Tarefa proposta A — Devolva, sem alterações, o trecho da matéria sobre a guerra entre Israel e o Hamas que começa em "Com estas palavras, após" e vai até "fez uma visita.".

O cenário internacional está mais uma vez abalado por um conflito armado.
Quase dois anos após o início da invasão da Ucrânia pela Rússia, o mundo está há um mês dividido em outro conflito, de Israel contra o Hamas, depois dos ataques do grupo islâmico no território israelense em 7 de outubro, que deixaram 1.400 mortos, segundo o governo israelense, e mais de 240 pessoas sequestradas.
À medida que bombardeios e ataques israelenses na Faixa de Gaza se ampliam e o número de vítimas civis cresce – já são mais de 10 mil, segundo autoridades palestinas –, em diferentes partes do globo algumas nuances começaram a aparecer em relação às posições assumidas no início do conflito, que consistiam principalmente na condenação dos atos do Hamas e no apoio a Israel.
Isso é o que revelam decisões tomadas no fim de outubro e início de novembro por governos de vários países.
A Bolívia rompeu relações diplomáticas com Israel em 31 de outubro ao criticar a “ofensiva militar agressiva e desproporcional” contra Gaza, tornando-se assim o primeiro país a fazer isso.
A Colômbia e o Chile, por sua vez, convocaram os seus embaixadores em Israel para consultas devido ao “massacre do povo palestino” e às “violações inaceitáveis do Direito Internacional Humanitário que ocorreram na Faixa de Gaza”.
Dois países muçulmanos – Jordânia e Bahrein – também retiraram os seus embaixadores de Israel.
Entretanto, vozes que pedem um cessar-fogo ou uma pausa nos bombardeios por razões humanitárias começam a ser ouvidas em países que são aliados tradicionais do governo israelense, à medida que se espalham protestos de cidadãos sobre a situação desesperada vivida pelos habitantes de Gaza.
Fortes aliados de Israel
“Os EUA estão com o povo de Israel, nunca deixaremos de apoiá-los (…) O apoio do meu governo à segurança de Israel é sólido como uma rocha e inabalável.”
Com estas palavras, após os ataques de 7 de outubro, o presidente dos EUA, Joe Biden, confirmou o lugar da superpotência como principal aliado político, econômico e militar de Israel.
Desde os ataques do Hamas, a Casa Branca tem demonstrado apoio inabalável ao governo de Benjamin Netanyahu. Primeiro, o secretário de Estado, Antony Blinken, visitou Israel e, mais tarde, o próprio Biden fez uma visita.
Além disso, Washington enviou dois porta-aviões da sua frota à costa de Israel para proteger o seu aliado no Oriente Médio.
O presidente americano – que tem resistido a pedir um cessar-fogo em Gaza – pressiona o Congresso do seu país para aprovar um pacote de ajuda de mais de US$ 14 bilhões para a defesa militar de Israel.

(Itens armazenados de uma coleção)

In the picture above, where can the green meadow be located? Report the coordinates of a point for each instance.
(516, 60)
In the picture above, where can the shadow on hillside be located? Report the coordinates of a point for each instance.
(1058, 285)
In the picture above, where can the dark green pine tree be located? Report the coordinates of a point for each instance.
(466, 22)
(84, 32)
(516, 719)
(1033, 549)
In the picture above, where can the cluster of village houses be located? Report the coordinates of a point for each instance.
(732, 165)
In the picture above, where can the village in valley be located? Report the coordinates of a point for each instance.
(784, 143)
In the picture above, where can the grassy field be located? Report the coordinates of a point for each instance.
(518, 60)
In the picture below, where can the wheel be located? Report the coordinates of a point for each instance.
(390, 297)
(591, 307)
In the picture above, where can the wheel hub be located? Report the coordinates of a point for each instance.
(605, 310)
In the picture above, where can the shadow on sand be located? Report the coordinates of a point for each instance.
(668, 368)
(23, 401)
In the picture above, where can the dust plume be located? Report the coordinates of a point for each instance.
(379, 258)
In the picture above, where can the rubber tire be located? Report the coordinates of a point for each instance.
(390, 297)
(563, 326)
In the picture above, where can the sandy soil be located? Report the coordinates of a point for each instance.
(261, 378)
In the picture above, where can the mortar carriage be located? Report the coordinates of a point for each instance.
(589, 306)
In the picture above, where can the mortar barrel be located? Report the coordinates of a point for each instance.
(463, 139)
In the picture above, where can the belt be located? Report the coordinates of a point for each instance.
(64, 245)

Tarefa proposta B — Nas entradas, da linha que contém "In the picture above, where can the mortar barrel" até a última, troque "belt" por "strap" e devolva apenas essas linhas, sem nenhuma outra mudança.

Resultado final A —
Com estas palavras, após os ataques de 7 de outubro, o presidente dos EUA, Joe Biden, confirmou o lugar da superpotência como principal aliado político, econômico e militar de Israel.
Desde os ataques do Hamas, a Casa Branca tem demonstrado apoio inabalável ao governo de Benjamin Netanyahu. Primeiro, o secretário de Estado, Antony Blinken, visitou Israel e, mais tarde, o próprio Biden fez uma visita.

Resultado final B —
In the picture above, where can the mortar barrel be located? Report the coordinates of a point for each instance.
(463, 139)
In the picture above, where can the strap be located? Report the coordinates of a point for each instance.
(64, 245)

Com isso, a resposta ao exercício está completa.